• _Ausgewählter Text_
Harte Kost im alten Japan
Scorsese schont sein Publikum dann auch nicht, wenn es um das Aufzeigen der Gräueltaten geht. Brutal, geradezu sadistisch gingen die Japaner vor, wenn es darum ging, jeglichen fremden Glauben in ihrem Land schon im Keim zu ersticken. Das erinnert manchmal an Mel Gibsons umstrittenes Die Passion Christi. Anders als dort vermeidet es Silence jedoch, die Andersdenkenden grundsätzlich zu verdammen. Dass die rigorose Abschottung Japans auch mit der aggressiven Kolonialisierung des Westens zu tun hat und einem Aufstand japanischer Christen, das wird zumindest erwähnt. Und gerade zum Ende hin zeigt der fernöstliche Inquisitor, dass er der fremden Religion nicht grundsätzlich ablehnen gegenübersteht. Sie passe nur nicht in sein Land, stelle eine Gefahr für sie dar.

• _Auszüge aus Daten_
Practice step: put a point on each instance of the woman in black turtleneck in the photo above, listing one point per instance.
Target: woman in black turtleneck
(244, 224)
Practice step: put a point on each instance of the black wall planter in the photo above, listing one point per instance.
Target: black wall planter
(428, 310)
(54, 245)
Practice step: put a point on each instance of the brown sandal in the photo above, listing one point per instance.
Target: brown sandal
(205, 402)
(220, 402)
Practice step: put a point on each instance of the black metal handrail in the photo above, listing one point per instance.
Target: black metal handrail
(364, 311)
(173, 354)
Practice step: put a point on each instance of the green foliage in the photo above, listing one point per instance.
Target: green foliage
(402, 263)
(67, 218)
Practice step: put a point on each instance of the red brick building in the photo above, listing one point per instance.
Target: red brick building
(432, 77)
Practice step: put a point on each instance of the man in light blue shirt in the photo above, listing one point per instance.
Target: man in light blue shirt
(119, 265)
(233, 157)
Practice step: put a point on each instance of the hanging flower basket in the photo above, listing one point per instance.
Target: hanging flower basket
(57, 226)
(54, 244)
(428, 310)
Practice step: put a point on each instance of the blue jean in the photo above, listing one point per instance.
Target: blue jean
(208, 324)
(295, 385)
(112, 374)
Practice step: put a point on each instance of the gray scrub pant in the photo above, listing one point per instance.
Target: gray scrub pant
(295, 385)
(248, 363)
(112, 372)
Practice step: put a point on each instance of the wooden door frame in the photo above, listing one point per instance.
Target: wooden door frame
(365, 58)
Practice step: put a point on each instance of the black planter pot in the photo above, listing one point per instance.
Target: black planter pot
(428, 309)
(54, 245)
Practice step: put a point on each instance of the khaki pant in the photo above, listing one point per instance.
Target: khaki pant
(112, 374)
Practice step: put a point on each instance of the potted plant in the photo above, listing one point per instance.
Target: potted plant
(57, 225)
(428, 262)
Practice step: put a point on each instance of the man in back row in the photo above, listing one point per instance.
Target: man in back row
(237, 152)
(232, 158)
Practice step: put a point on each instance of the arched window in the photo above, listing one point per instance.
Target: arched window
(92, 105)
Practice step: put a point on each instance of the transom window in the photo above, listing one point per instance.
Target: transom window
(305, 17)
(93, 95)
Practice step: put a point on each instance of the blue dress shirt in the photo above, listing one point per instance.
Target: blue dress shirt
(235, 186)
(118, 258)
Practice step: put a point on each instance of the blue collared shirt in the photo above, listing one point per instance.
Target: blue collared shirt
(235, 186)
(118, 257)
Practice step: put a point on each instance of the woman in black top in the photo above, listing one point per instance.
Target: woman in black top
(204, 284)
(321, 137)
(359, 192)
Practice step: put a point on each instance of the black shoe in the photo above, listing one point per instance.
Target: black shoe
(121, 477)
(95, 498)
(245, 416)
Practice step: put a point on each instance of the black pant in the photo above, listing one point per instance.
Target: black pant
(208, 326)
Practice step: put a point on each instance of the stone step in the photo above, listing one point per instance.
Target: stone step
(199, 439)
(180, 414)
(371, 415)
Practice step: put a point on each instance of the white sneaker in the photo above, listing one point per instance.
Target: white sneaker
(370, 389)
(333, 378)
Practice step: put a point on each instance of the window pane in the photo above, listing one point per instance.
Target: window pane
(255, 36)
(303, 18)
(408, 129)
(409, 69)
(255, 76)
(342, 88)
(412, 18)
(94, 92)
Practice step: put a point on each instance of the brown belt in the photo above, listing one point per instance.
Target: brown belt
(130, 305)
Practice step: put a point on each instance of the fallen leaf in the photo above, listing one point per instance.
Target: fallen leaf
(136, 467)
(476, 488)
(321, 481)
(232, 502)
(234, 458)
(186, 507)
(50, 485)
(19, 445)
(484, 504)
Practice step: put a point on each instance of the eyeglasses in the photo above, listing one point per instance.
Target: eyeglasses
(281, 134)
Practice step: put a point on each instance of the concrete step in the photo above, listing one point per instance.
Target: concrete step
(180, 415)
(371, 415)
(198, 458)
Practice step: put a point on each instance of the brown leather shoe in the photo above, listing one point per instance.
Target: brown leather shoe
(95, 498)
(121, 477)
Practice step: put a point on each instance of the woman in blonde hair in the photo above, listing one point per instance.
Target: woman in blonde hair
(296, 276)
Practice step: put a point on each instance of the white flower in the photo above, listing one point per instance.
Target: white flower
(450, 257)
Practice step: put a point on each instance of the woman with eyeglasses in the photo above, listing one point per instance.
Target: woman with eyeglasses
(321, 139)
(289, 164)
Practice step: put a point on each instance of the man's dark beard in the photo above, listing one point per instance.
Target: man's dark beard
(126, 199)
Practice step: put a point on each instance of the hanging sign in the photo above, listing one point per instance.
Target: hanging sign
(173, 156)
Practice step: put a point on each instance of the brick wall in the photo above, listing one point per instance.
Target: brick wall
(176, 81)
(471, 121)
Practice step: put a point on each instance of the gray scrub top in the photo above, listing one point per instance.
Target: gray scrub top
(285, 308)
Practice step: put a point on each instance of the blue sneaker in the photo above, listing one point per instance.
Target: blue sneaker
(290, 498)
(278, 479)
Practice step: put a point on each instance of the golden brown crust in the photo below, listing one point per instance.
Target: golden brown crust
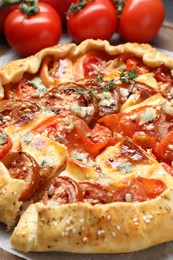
(10, 191)
(14, 70)
(82, 228)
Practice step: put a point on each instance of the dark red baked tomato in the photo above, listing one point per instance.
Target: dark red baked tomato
(163, 74)
(33, 32)
(135, 63)
(146, 120)
(28, 88)
(23, 166)
(140, 21)
(138, 188)
(95, 19)
(63, 190)
(64, 128)
(98, 139)
(5, 143)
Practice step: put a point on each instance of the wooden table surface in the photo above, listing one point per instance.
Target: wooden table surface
(163, 41)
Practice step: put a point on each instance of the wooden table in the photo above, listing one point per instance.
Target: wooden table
(163, 41)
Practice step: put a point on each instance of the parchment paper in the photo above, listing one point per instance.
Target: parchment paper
(160, 252)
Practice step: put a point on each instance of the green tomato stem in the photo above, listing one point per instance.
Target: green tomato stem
(29, 7)
(6, 3)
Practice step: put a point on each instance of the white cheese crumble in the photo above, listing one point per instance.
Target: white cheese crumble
(125, 167)
(149, 115)
(38, 84)
(81, 111)
(124, 92)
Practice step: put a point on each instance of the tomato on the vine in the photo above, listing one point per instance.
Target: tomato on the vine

• _Was nötig ist_
Bitte schreibe aus dem Text über Scorseses Film Silence den Abschnitt ab, der mit den Worten „Harte Kost im“ einsetzt, und hör nach „für sie dar.“ auf.

• _Lösung_
Harte Kost im alten Japan
Scorsese schont sein Publikum dann auch nicht, wenn es um das Aufzeigen der Gräueltaten geht. Brutal, geradezu sadistisch gingen die Japaner vor, wenn es darum ging, jeglichen fremden Glauben in ihrem Land schon im Keim zu ersticken. Das erinnert manchmal an Mel Gibsons umstrittenes Die Passion Christi. Anders als dort vermeidet es Silence jedoch, die Andersdenkenden grundsätzlich zu verdammen. Dass die rigorose Abschottung Japans auch mit der aggressiven Kolonialisierung des Westens zu tun hat und einem Aufstand japanischer Christen, das wird zumindest erwähnt. Und gerade zum Ende hin zeigt der fernöstliche Inquisitor, dass er der fremden Religion nicht grundsätzlich ablehnen gegenübersteht. Sie passe nur nicht in sein Land, stelle eine Gefahr für sie dar.